**TRECHO CITADO:**
No meio da cidade pequena, um médico vindo de Veneza estabelece seu consultório e se mostra muito amigável, porém resta a dúvida sobre suas reais intenções ali. Além disso, também não se sabe sobre seu passado e sua vida íntima. Na Ferrara de Bassani, tudo é esclarecido: todos conhecem a rotina de todos. O narrador é um estudante que todo dia viaja de trem para Bolonha com os amigos para se preparar para os exames de final de colégio. Percebe que todas as gerações, inclusive a sua, se sentem incomodadas pelos segredos da vida de Fadigati. Apenas sabem que ele procura ser reservado pela noite, após o trabalho. Após certo tempo, as especulações feitas de indícios vários chegam a uma conclusão clara, porém não comprovável: Fadigati é homossexual.

Nesse momento, o narrador-personagem percebe como todos imediatamente mudam sua opinião a respeito do médico. De senhor respeitável, educado e sofisticado, passa a ser alguém de reputação duvidosa a quem se deve evitar. Ao mesmo tempo, as tensões sociais crescem conforme o regime fascista estabelece novas normas e relações com a Alemanha hitlerista. Quem não tem a carteirinha do Fascio, o partido de Mussolini, imediatamente passa a ser segregado por membros da alta burguesia ferrarense. Com a campanha na impressa contra os “israelistas”, por influência alemã, tudo começa a ficar instável no terreno das famílias judias, inclusive a do narrador-personagem, esse “eu” nunca nomeado.

Em meio a isso tudo, a família judia do narrador e os Lavezzoli, pró-fascistas, resolvem passar férias em Riccione, balneário próximo no Mar Adriático. Em vez da leveza esperada das férias, o que acontece é o estremecimento das relações da família do narrador com os Lavezzoli, que sentem cada vez mais necessidade de se afastar dos amigos judeus e do médico homossexual. A discriminação e a segregação já começam a acontecer antes mesmo da promulgação das chamadas “leis raciais” por Mussolini. Todas as famílias judias de Ferrara se veem em um cenário de incertezas diante da possibilidade (que se concretizaria no plano histórico) de efetivação dessas leis, não importando sua classe social, o que inclui os reclusos e requintados Finzi-Contini, que já se encontram aqui, mas têm sua narrativa elaborada somente no romance seguinte de Bassani.

**DADOS FORNECIDOS:**
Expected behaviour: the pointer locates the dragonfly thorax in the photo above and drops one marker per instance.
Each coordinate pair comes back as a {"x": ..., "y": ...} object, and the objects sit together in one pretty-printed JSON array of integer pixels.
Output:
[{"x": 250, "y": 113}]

**TAREFA PROPOSTA:** Diga se cada afirmação concorda com o trecho citado, respondendo sim ou não e citando as palavras exatas do trecho que decidem a questão: 1. O médico chegou à cidade vindo de Veneza. 2. O narrador faz sozinho a viagem diária de trem para Bolonha. 3. A discriminação contra as famílias judias só começa depois de promulgadas as leis raciais. O material não tem relação com o trecho citado.

**RESULTADO:**
1. Sim: “um médico vindo de Veneza estabelece seu consultório”.
2. Não: “todo dia viaja de trem para Bolonha com os amigos”.
3. Não: “A discriminação e a segregação já começam a acontecer antes mesmo da promulgação”.